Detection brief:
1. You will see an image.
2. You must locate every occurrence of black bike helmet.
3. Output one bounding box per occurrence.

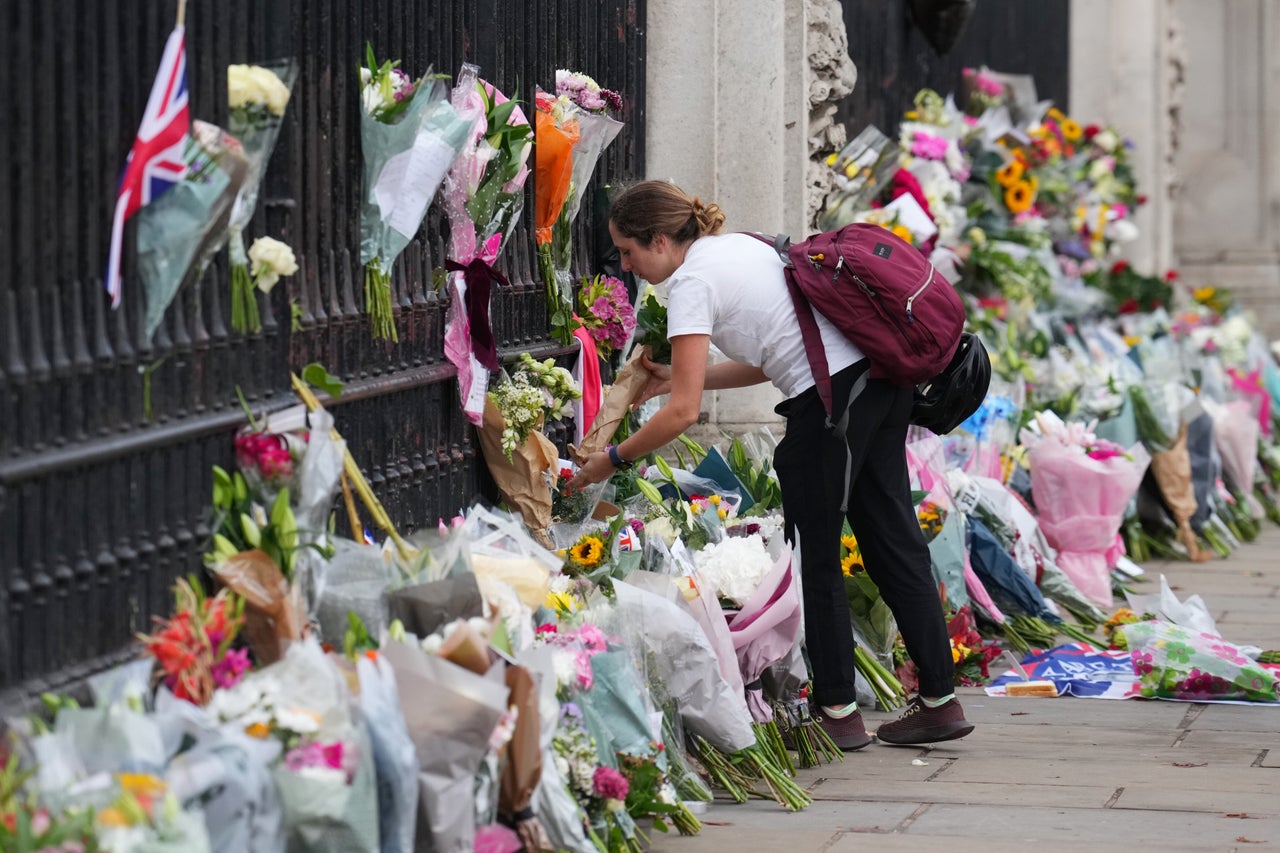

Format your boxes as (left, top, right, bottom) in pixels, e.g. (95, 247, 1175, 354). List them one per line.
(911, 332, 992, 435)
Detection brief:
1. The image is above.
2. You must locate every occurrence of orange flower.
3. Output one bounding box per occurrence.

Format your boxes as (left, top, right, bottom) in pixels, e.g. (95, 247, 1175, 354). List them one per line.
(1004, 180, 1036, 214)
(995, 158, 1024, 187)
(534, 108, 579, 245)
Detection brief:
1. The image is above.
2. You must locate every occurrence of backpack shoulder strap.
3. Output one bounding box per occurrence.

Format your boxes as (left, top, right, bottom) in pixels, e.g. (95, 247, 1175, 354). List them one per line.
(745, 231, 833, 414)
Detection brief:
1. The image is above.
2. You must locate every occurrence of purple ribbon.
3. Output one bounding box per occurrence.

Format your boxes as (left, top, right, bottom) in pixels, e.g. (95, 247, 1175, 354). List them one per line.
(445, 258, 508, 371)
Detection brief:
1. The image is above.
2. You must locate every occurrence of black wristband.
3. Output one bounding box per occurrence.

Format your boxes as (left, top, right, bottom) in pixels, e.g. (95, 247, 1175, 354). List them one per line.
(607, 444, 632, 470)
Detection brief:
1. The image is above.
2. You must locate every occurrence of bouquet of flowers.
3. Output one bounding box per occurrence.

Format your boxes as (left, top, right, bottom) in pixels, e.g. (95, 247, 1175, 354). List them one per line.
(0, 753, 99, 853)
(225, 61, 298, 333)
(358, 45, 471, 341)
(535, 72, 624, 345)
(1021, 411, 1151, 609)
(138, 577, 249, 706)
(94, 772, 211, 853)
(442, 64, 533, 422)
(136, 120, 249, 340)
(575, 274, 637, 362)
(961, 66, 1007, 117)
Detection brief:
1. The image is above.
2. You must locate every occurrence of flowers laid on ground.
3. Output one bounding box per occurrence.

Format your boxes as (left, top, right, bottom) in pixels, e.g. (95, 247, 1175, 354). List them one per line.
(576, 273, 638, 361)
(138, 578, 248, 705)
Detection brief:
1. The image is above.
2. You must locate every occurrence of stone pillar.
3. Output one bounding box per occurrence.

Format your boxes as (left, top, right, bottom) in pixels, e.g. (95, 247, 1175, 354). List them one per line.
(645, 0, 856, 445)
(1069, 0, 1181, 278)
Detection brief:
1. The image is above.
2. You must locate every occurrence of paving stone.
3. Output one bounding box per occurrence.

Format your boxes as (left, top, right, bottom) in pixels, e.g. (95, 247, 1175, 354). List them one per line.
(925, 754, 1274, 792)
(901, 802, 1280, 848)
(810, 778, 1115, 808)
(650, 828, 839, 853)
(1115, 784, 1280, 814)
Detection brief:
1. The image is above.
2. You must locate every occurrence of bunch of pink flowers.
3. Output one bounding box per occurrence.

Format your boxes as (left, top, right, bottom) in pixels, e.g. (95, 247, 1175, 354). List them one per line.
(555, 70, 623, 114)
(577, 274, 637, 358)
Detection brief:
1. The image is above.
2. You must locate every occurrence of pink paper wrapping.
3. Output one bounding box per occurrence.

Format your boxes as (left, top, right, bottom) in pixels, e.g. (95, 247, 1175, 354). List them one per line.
# # # # #
TASK PROMPT:
Find every line in the listing that holds the string "black", then say how many there are as a bare number.

SOLUTION TO THIS EXERCISE:
2